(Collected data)
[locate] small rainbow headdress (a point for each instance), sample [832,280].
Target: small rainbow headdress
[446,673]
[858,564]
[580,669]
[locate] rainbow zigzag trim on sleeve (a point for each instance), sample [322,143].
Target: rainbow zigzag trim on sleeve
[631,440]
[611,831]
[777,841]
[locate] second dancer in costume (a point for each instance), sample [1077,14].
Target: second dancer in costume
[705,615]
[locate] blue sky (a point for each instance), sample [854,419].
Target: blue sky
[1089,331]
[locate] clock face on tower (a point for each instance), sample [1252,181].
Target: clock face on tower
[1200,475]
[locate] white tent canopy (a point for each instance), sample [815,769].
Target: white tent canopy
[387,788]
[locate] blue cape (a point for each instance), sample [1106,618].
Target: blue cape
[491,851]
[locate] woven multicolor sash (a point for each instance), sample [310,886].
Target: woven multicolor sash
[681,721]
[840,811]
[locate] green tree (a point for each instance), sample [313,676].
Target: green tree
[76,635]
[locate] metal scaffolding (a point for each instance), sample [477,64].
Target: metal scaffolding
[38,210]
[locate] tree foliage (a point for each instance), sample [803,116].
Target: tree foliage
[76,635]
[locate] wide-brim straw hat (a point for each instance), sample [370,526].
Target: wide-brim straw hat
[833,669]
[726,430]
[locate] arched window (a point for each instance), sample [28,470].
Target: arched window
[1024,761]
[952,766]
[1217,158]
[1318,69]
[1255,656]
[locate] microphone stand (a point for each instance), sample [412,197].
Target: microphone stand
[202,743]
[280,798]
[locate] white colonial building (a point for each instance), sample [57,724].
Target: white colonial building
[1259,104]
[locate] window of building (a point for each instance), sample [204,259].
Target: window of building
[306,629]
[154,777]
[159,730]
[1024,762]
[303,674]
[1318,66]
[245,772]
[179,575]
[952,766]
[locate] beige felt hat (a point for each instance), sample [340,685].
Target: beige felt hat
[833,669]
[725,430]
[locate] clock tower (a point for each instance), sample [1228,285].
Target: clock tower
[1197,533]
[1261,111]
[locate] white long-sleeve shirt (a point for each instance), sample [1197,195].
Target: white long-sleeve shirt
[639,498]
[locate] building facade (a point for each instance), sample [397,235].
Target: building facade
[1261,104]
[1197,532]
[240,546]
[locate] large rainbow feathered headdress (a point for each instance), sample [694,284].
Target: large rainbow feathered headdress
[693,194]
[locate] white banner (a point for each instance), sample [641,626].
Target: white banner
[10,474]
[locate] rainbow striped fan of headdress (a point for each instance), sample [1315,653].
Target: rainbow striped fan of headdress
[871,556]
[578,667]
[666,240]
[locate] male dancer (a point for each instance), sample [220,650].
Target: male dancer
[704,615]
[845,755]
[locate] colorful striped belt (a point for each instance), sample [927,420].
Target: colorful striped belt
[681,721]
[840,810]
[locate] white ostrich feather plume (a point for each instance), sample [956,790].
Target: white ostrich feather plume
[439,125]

Exercise description |
The entries above must be returned exactly.

Complete output |
[locate] small rainbow headdress (a point for each instance), sample [832,280].
Target: small rainbow headdress
[446,673]
[858,564]
[580,669]
[locate] rainbow zigzag trim on sleeve (a point for each instance), sample [322,143].
Target: rainbow zigzag trim on sleeve
[631,440]
[611,831]
[777,841]
[locate] second dancer in costume (a point for each instance), sample [1077,14].
Target: second dancer in costume
[705,615]
[locate] blue sky (a point for each instance), sample [854,419].
Target: blue sky
[1089,331]
[locate] clock face on tower (a point for each instance), sample [1252,181].
Target: clock face on tower
[1200,475]
[locate] white tent canopy (a point for each instance), sample [815,769].
Target: white tent canopy
[387,788]
[locate] blue cape (a point for each instance), sample [1106,618].
Target: blue cape
[491,851]
[locate] woven multicolor sash (a point for each instance), sample [310,886].
Target: woven multicolor sash
[681,721]
[840,811]
[locate] green tree (a point for each instance), sample [313,676].
Target: green tree
[76,635]
[locate] metal scaffolding (a point for each instance), sample [477,64].
Target: metal scaffolding
[38,210]
[locate] tree foliage (a point for each instance), sample [803,116].
Target: tree foliage
[76,635]
[locate] wide-brim straw hat (a point for each instance), sample [370,526].
Target: wide-brim straw hat
[833,669]
[726,430]
[locate] arched window (a point for each instance), sample [28,470].
Target: arched window
[1024,761]
[952,766]
[1217,158]
[1318,69]
[1255,656]
[locate] microphone stand (a point for each instance), sample [412,197].
Target: microphone stand
[202,743]
[280,798]
[locate] white colonial building (a point for each instance), sample [57,724].
Target: white colonial building
[1259,104]
[locate] window of building (a point for each instance), sample [204,259].
Target: window of building
[306,629]
[154,777]
[159,730]
[1024,762]
[303,674]
[1318,66]
[245,772]
[179,575]
[952,766]
[locate] beige felt hat (a point for each instance), sample [340,685].
Target: beige felt hat
[833,669]
[725,430]
[locate] clock tower (a point for each instance), sample [1228,285].
Target: clock tower
[1197,533]
[1261,111]
[locate] white long-sleeve shirt (a point for each instance), sample [1197,195].
Target: white long-sleeve shirt
[639,498]
[locate] building facade (a point for each instance), sample [397,235].
Target: building facade
[1261,104]
[1197,532]
[240,546]
[locate] large rainbow feathered headdress (a point for each instance), sample [694,284].
Target: large rainbow feathered headdress
[693,194]
[locate] white banner (a point for each instance), sample [641,626].
Target: white banner
[10,474]
[locate] rainbow striped fan of headdress (a point for each instance), sample [1315,653].
Target: rainbow striped fan of headdress
[871,556]
[578,667]
[666,240]
[locate] male dancer (a point for each instance), sample [220,650].
Target: male dancer
[704,615]
[845,755]
[locate] colorful striped belt (a point for each instance), sample [927,420].
Target: colorful striped belt
[681,721]
[840,810]
[locate] white ostrich feather plume (a point for each instance), sample [956,790].
Target: white ostrich feather plume
[439,125]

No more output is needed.